━━ EXTRACT PROVIDED

Town,
County can't agree on dispatching
By Jim
Manner
News Editor
10/28/2001
Isle of Wight County last October said
it wanted to create a centralized
dispatching center within a year. Twelve
months later, officials from Isle of Wight
and the Town of Smithfield are still
struggling to negotiate a simple detail -
who should manage it.
The county's original goal was to
eliminate services duplicated by the
county and the town, to streamline
dispatching and to build a
state-of-the-art dispatching center.
Politics, pride and financial concerns
have slowed these efforts, depending on
who is asked.
Whichever the reason, the Isle of Wight
Sheriff's Office and the Smithfield Police
Department are locked in a positional
argument waiting for the other to budge.
Neither side says compromise is likely.
The impasse is currently focused on five
positions within the present dispatching
center - five positions funded by the
State Compensation Board. In order for the
state to continue funding these positions,
worth about $150,000, the sheriff must be
responsible for their "hiring, firing
and evaluation," according to Bruce
Haynes, executive secretary of the State
Compensation Board.
Isle of Wight County Sheriff C.W. Phelps
is legally bound to meet the "hire,
fire and evaluate" criteria. He
recently offered to delegate supervision
of these five positions to a director for
a centralized dispatching center, but he
wanted it stipulated that he retains the
authority to hire, fire and evaluate.
"I'm not going to sit on a board of
directors with eight or nine people and
not have a say over people I'm civilly
responsible for," Phelps said.
Smithfield's chief of police, Mark A.
Marshall, wants Phelps to delegate
authority over those positions to a board
of directors - without the "hire,
fire and evaluate" clause. He argues
that the Town of Warrenton and Fauquier
County have a similar agreement, and if it
works there, it should work here.
"We take the position that the
sheriff, in the end, has ultimate
authority over those five positions,"

━━━━
━━ DATA EXTRACT

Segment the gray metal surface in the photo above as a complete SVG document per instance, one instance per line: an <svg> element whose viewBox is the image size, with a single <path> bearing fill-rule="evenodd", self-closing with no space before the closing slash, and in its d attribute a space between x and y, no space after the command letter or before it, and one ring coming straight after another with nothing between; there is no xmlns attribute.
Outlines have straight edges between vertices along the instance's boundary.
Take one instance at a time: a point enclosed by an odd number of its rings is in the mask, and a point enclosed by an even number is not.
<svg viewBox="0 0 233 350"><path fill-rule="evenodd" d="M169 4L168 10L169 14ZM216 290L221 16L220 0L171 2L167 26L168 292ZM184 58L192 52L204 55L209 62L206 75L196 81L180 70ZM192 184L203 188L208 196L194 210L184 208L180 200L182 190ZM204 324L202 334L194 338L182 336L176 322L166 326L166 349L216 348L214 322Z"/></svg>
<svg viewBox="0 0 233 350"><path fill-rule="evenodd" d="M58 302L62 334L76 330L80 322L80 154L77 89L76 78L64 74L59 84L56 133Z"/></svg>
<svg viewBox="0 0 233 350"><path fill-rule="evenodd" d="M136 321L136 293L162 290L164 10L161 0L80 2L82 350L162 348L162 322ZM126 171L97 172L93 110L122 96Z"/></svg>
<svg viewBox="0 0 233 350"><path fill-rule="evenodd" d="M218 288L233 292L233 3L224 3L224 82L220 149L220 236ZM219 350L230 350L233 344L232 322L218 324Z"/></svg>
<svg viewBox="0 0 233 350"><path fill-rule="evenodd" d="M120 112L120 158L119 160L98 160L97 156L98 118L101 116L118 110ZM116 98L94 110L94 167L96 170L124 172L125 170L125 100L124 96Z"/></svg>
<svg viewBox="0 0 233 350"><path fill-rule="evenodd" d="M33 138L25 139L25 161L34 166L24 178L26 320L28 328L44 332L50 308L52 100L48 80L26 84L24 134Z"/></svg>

━━━━

- TASKS AND EXERCISES:
- 1) Translate this sentence from the dispatching article into Spanish: "Neither side says compromise is likely."
- 2) Reproduce word for word the part of the dispatching article from "Politics, pride and" to "other to budge.".
- 3) Carry on the news article about the Isle of Wight and Smithfield dispatching dispute from the point where it ends.
The listing has nothing to do with the work here.

- EXPECTED RESPONSES:
- 1) Ninguna de las dos partes dice que sea probable llegar a un acuerdo.

- 2)
Politics, pride and financial concerns
have slowed these efforts, depending on
who is asked.
Whichever the reason, the Isle of Wight
Sheriff's Office and the Smithfield Police
Department are locked in a positional
argument waiting for the other to budge.

- 3)
Marshall said. "What he is agreeing
to is that the board (of directors) is
going to speak with one unified voice and
that he is delegating that power back down
to a communications director."
County and town officials, as well as the
sheriff and police chief, are scheduling a
trip on Nov. 20 to Fauquier County to see
its joint dispatching center and to speak
with their peers in those localities.
Marshall hopes the trip will sway the
sheriff's position.
"Seeing a working operation ...
talking with the sheriff, talking with the
chief, talking with the communications
director, it potentially may allay any
fears he has about losing that authority,
and we're optimistic that this trip would
do that," Marshall said.
The latest meeting of the Centralized
Dispatching Committee - a group appointed
by the Isle of Wight County Board of
Supervisors to create a centralized
dispatching system - demonstrated that
this conflict has a personal side. Phelps
left the meeting after stating that he
believed Smithfield objected to a
centralized dispatching center because he
was involved.
Marshall says that Phelps is personalizing
the issue, but Phelps sees no other
explanation. The sheriff said he was
insulted when Marshall suggested that if
the dispatching center were to be
constructed at the Isle of Wight Sheriff's
Office, Marshall wanted a wall built to
offset it from the rest of the building.
"It becomes somewhat personal when
the man says he wants to build a wall
between me and the dispatching center if
it's going to be built up here,"
Phelps said this week. "Yes, I take
that personally."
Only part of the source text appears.